## PARTS OF THE EXERCISE
A. Answer these from the passage about Michael Lewis:
(i) Which three of his books have been turned into hit movies?
(ii) Who acquired the film rights to The Fifth Risk?
(iii) Which of his books helped inform characters in songs on the Arkells record High Noon?
B. Rename "frontman" to "lead singer" in the passage about Michael Lewis, writing out its text from "Max Kerman is the frontman" up to and including "profile in 2012.)".

Max Kerman is the frontman for the multi-JUNO Award winning band, Arkells. 

A few years ago, after devouring his latest book, I became intent on finding a way to get in touch with New Orleans-born, best-selling author Michael Lewis, one of my favourite storytellers. He has a penchant for finding depth and humour in unassuming characters that I find so impressive. He’s so apt at finding “the story” hidden in the corners that three of his books—The Blind Side, Moneyball and The Big Short—have been turned into hit movies. His latest, The Fifth Risk, has only been out since Oct. 2, and its film rights have already been acquired by Barack and Michelle Obama under their Netflix production deal. (Lewis interviewed Obama for a long Vanity Fair profile in 2012.)

That knack for storytelling is important to me. As a songwriter, I look to tell stories about interesting characters, and although we operate in different mediums, Lewis is an inspiration in my work in the Arkells. His book Boomerang, about the 2008 global market collapse, helped inform some of the characters in songs from a previous Arkells record, High Noon (“Systematic,” “Fake Money”). When we were working on our latest album Rally Cry, the goal was to tell a story with characters that are full and vibrant and entertaining; Arkells lyrics, in a way, are experiments in reporting on my friends and community, and tracks like “Hand Me Downs”, “Only For A Moment”, and “Don’t Be A Stranger” were attempts at a profile in song. The non-judgemental worldview that appears in his work appeals to my sensibilities, too: When he writes, he isn’t black-or-white, or good-or-bad. In a time when it can be hard to document stories about American ambition—be it on Wall Street or in Silicon Valley or major league sports—he is able to tell a fully engrossing story with nuance and empathy. And as a student of the creative process, I have long been interested in how he works.

## RECORDS SUPPLIED
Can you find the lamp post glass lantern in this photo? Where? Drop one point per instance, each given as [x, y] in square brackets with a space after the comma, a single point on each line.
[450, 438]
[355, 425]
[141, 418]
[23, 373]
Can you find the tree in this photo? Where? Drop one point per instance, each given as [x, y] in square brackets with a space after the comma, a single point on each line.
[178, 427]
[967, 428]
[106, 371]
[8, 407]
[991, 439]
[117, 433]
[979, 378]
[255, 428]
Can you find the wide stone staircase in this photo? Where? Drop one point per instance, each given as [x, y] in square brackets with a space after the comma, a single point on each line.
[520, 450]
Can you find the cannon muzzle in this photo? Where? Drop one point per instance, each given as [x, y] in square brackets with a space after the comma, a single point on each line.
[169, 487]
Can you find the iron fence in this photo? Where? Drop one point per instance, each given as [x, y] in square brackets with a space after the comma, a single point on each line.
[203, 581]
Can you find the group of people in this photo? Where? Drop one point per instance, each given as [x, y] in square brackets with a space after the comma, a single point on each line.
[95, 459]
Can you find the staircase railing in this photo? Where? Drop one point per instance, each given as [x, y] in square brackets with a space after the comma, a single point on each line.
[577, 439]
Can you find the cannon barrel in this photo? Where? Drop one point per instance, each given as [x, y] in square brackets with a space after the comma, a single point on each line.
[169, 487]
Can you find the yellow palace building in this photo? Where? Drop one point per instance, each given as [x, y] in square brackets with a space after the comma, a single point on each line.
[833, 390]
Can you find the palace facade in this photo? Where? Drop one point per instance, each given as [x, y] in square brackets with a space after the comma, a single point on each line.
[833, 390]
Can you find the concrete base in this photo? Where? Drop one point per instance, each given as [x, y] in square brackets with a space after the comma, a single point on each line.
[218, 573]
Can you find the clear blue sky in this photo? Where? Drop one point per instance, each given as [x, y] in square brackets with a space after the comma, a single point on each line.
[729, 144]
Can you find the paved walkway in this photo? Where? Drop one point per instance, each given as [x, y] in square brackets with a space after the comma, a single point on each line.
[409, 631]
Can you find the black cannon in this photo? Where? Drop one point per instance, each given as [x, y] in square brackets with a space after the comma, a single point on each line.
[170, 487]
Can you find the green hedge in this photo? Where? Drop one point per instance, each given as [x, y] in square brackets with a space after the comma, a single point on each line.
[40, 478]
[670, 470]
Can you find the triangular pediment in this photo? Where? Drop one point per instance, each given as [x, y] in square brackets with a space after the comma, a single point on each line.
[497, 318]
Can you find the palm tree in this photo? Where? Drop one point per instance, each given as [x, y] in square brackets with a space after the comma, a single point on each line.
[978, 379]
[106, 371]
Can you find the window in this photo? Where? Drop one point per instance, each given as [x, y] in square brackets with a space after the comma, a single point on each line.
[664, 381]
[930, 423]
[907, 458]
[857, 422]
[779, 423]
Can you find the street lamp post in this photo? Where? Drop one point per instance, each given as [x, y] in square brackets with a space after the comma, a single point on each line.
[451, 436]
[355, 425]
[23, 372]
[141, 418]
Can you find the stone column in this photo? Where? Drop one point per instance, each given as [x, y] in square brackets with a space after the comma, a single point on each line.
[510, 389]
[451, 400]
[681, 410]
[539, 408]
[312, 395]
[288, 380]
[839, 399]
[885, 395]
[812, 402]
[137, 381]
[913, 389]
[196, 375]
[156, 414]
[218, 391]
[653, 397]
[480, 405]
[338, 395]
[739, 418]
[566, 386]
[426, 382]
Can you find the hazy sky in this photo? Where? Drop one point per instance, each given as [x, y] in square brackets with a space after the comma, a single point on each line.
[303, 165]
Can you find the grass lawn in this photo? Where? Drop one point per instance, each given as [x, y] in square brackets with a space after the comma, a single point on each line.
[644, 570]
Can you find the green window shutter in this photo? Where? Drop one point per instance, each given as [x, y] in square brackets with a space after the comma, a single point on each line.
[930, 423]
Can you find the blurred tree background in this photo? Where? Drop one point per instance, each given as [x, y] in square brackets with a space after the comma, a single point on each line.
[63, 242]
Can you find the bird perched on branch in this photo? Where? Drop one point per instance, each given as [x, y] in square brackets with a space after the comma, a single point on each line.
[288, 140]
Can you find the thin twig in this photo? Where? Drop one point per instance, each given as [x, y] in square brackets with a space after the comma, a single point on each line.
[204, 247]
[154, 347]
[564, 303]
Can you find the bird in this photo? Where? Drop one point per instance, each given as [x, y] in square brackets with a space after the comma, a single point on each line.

## RESPONSES
A.
(i) The Blind Side, Moneyball and The Big Short
(ii) Barack and Michelle Obama
(iii) Boomerang

B.
Max Kerman is the lead singer for the multi-JUNO Award winning band, Arkells. 

A few years ago, after devouring his latest book, I became intent on finding a way to get in touch with New Orleans-born, best-selling author Michael Lewis, one of my favourite storytellers. He has a penchant for finding depth and humour in unassuming characters that I find so impressive. He’s so apt at finding “the story” hidden in the corners that three of his books—The Blind Side, Moneyball and The Big Short—have been turned into hit movies. His latest, The Fifth Risk, has only been out since Oct. 2, and its film rights have already been acquired by Barack and Michelle Obama under their Netflix production deal. (Lewis interviewed Obama for a long Vanity Fair profile in 2012.)